> **WHAT YOU NEED TO DO**:
1. In the decision-making passage, which three high-performance leadership behaviors does effective decision making involve?
2. List every factor that the decision-making passage says can affect the situation.

> **SUPPLIED PASSAGE**:
◇ ◇ ◇ ◇ ◇

Tag Archives: Flexible Thinking

10 steps to better decision making

How do we get our heads around all that is going on around us, so we can create powerful ideas, solve problems and make decisions?  Effective decision making involves three high performance leadership behaviours: ‘information search’, ‘idea creation’ and ‘flexible thinking’.

These are the ten key steps involved:

Information Search:

  1. Clearly define the situation or goal.
  2. Create a value for research and knowledge gathering throughout your team.
  3. Collect as much information as possible from a board range of sources, from both ‘within’ and ‘outside’ of the situation to get a wide rich viewpoint of what’s going on. Governmental regulations, legal developments, market conditions, economic factors, market research and technological developments can all affect the situation.

Idea Creation

  1. Form ideas and judgements from the information available.  Link in the information from the wider environment to make better sense of the situation.  Don’t get bogged down by the details – look at the ‘whole’.

◇ ◇ ◇ ◇ ◇

> **DATA SHOWN**:

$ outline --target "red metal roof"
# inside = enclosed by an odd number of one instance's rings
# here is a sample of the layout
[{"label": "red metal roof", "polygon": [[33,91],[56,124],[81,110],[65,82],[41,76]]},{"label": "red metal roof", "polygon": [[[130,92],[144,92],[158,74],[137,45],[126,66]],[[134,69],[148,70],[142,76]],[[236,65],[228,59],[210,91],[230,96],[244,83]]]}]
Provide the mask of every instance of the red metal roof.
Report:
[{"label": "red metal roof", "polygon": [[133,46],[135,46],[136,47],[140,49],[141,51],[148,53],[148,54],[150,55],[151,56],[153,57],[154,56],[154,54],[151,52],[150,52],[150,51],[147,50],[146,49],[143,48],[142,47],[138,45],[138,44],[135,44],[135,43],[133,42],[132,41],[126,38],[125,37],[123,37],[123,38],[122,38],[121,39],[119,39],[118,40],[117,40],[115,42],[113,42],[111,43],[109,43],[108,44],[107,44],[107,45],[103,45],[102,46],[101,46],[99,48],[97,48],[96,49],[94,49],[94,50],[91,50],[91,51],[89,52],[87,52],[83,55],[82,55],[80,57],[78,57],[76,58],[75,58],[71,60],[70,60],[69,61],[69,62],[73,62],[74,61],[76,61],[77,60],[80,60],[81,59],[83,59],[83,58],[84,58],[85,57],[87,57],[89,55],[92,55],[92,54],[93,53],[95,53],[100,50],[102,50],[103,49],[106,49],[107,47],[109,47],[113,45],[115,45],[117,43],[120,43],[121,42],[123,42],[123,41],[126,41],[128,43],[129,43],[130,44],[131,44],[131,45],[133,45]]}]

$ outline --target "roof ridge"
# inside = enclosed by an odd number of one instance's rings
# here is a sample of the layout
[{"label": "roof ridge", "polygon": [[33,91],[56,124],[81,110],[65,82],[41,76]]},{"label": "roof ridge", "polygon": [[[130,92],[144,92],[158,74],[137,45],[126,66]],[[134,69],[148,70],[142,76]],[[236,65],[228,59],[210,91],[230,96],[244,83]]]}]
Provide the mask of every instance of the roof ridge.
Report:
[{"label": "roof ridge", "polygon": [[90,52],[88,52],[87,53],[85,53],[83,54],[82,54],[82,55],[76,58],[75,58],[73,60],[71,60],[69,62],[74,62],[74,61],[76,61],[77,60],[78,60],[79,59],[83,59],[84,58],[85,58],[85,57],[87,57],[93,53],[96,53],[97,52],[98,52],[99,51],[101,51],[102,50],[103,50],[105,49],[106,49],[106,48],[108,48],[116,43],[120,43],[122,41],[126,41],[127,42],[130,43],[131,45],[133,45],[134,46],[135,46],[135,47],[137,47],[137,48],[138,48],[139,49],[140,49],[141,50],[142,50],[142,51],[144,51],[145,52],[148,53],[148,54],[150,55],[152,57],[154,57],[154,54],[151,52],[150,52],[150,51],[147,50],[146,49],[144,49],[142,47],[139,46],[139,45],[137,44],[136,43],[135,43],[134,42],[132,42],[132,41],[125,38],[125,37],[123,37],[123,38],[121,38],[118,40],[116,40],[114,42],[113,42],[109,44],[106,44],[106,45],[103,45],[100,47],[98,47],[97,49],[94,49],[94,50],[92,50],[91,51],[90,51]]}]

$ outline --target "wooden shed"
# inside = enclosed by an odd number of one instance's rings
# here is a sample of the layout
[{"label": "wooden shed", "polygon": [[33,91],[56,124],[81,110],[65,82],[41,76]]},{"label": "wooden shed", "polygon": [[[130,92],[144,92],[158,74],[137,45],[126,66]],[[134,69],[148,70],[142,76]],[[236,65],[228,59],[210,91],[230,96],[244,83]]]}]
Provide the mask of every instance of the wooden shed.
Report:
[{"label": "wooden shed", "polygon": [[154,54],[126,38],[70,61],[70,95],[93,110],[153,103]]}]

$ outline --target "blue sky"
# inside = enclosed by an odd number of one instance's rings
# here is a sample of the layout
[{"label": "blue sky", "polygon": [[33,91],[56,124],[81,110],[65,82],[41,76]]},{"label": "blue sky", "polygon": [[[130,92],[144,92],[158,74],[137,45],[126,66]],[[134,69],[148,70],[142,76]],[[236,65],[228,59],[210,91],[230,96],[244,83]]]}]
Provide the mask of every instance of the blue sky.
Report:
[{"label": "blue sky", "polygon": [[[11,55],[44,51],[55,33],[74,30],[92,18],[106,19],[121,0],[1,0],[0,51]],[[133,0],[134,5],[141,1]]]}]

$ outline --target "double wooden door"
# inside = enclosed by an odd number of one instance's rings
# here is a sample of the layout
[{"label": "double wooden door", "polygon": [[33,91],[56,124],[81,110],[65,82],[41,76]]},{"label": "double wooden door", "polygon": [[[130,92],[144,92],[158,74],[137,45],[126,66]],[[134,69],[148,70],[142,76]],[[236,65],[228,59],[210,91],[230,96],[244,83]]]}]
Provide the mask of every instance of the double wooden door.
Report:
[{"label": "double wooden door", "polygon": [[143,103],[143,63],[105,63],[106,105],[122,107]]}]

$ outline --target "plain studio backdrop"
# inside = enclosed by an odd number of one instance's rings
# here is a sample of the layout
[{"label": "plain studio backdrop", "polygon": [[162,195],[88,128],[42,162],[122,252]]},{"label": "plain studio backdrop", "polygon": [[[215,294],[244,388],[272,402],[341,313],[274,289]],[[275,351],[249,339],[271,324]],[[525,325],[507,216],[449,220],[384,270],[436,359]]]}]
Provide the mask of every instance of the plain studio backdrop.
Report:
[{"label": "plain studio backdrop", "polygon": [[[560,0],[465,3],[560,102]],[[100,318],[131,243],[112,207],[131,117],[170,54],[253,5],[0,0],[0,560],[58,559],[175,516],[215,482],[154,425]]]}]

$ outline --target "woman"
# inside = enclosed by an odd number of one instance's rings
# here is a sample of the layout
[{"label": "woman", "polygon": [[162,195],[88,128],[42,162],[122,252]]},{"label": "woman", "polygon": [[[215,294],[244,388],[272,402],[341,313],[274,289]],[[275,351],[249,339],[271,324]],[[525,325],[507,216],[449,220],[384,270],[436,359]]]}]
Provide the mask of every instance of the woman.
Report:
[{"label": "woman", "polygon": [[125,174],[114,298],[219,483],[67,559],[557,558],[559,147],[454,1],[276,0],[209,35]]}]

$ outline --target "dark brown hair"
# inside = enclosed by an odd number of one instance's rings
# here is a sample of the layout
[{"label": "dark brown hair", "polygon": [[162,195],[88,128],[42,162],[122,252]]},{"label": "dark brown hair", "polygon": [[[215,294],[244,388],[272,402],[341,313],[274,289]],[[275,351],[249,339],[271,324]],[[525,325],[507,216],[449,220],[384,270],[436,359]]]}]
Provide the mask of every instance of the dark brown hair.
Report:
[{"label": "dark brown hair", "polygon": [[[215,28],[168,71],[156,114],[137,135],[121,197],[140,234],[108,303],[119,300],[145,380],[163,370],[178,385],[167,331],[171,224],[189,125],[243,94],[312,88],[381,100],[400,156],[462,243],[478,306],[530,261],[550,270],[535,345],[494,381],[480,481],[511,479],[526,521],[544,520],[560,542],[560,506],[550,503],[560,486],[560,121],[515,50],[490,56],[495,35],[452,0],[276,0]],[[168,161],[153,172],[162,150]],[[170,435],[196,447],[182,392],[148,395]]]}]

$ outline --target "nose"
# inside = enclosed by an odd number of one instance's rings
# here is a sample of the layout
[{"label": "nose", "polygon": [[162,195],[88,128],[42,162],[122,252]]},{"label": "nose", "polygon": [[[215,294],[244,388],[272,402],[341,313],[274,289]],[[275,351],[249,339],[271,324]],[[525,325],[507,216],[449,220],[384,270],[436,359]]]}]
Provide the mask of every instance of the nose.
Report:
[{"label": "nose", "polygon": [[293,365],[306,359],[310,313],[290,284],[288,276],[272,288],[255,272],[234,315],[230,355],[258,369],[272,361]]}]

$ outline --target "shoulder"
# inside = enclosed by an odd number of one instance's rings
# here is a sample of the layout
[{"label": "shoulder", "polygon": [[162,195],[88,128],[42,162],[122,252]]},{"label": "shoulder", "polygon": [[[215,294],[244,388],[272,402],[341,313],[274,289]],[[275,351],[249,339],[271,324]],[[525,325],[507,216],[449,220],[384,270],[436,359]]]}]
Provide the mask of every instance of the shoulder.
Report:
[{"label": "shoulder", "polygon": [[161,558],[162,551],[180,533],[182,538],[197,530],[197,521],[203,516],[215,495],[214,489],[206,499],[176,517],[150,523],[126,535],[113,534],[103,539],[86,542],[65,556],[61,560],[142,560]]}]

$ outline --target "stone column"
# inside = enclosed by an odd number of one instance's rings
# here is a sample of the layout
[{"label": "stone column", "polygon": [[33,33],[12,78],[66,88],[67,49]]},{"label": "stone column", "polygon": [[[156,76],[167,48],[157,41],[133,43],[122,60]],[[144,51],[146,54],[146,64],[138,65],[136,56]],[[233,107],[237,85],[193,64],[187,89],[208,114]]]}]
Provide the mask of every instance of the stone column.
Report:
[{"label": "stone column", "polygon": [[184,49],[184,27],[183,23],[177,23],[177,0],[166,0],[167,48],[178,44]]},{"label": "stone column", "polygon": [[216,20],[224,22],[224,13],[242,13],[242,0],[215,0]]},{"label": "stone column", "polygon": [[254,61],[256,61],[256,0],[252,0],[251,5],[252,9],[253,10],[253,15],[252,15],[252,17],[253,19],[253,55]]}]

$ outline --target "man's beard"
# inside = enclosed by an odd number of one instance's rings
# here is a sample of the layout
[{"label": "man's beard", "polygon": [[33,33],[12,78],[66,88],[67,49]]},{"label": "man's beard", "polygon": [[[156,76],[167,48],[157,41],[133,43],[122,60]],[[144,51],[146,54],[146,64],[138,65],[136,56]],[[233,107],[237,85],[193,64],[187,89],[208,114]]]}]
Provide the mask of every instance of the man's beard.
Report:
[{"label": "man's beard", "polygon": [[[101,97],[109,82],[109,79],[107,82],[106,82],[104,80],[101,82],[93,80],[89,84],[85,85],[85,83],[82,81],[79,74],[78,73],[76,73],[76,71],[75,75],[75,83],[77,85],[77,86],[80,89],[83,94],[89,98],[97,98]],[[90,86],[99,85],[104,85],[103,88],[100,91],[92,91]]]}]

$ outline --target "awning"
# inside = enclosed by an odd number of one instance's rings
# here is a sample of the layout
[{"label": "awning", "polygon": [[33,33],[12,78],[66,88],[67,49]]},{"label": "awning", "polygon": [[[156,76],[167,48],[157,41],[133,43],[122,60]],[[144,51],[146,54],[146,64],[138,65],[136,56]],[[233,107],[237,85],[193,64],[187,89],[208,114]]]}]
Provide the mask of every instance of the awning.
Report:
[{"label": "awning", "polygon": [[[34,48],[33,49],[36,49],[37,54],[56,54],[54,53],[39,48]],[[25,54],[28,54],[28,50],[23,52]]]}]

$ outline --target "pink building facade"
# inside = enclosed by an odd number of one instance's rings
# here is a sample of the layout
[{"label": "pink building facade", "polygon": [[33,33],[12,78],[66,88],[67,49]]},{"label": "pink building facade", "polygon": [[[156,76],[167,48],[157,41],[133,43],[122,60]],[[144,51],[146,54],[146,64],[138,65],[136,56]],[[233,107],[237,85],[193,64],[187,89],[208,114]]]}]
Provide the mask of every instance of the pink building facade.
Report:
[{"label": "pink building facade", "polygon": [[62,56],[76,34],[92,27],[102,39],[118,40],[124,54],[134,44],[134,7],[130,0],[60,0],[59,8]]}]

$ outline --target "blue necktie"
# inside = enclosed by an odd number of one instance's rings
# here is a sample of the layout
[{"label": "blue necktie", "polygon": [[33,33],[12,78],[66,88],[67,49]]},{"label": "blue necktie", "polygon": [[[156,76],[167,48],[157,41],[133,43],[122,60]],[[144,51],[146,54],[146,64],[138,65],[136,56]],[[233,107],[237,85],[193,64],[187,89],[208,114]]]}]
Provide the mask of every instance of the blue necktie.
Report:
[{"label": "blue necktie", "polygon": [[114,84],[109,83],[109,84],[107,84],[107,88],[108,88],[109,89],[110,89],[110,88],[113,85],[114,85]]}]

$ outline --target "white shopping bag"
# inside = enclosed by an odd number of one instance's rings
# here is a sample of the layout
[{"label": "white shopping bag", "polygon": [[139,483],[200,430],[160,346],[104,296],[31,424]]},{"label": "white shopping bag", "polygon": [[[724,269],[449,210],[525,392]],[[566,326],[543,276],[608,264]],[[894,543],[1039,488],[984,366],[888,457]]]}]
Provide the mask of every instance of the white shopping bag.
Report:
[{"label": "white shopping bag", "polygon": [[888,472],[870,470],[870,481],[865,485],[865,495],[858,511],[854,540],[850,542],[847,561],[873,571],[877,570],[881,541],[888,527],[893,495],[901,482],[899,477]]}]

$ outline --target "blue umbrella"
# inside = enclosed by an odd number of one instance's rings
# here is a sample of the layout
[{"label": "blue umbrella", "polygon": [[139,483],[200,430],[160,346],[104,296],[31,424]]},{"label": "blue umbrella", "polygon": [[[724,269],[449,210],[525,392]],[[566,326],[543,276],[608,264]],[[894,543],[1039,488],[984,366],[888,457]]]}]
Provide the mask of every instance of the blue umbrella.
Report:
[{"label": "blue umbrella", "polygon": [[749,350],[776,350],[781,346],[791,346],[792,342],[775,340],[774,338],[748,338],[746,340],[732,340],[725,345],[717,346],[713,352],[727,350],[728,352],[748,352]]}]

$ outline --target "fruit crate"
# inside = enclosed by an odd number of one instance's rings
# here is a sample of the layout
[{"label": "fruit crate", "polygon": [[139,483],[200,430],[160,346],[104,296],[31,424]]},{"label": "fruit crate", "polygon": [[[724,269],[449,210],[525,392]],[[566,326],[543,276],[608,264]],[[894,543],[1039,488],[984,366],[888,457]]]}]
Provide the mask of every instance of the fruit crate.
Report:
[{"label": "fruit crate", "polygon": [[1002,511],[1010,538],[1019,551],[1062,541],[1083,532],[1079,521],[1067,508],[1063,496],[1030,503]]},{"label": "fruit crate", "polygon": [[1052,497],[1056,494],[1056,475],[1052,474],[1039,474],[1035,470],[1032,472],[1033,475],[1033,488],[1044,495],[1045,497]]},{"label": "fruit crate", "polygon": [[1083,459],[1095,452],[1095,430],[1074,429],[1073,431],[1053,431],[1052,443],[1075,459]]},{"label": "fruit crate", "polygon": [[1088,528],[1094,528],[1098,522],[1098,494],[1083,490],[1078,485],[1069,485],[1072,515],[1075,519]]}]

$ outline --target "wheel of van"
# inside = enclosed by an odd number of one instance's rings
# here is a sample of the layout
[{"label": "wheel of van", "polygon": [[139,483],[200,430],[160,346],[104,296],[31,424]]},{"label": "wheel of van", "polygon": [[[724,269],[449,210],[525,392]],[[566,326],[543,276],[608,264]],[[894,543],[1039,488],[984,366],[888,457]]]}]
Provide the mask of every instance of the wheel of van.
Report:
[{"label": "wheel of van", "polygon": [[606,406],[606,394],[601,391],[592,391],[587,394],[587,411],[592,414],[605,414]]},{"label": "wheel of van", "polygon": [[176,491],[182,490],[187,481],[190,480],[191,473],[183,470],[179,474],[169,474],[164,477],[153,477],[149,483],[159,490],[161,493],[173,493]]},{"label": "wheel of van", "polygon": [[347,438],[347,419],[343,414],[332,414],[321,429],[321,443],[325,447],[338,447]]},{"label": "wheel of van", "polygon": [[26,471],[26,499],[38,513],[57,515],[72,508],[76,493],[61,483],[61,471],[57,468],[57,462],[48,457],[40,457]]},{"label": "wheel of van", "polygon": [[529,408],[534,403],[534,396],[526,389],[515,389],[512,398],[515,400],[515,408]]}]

◇ ◇ ◇ ◇ ◇

> **RESULTS OF THE EXERCISE**:
1. Information search, idea creation and flexible thinking.

2.
- Governmental regulations
- Legal developments
- Market conditions
- Economic factors
- Market research
- Technological developments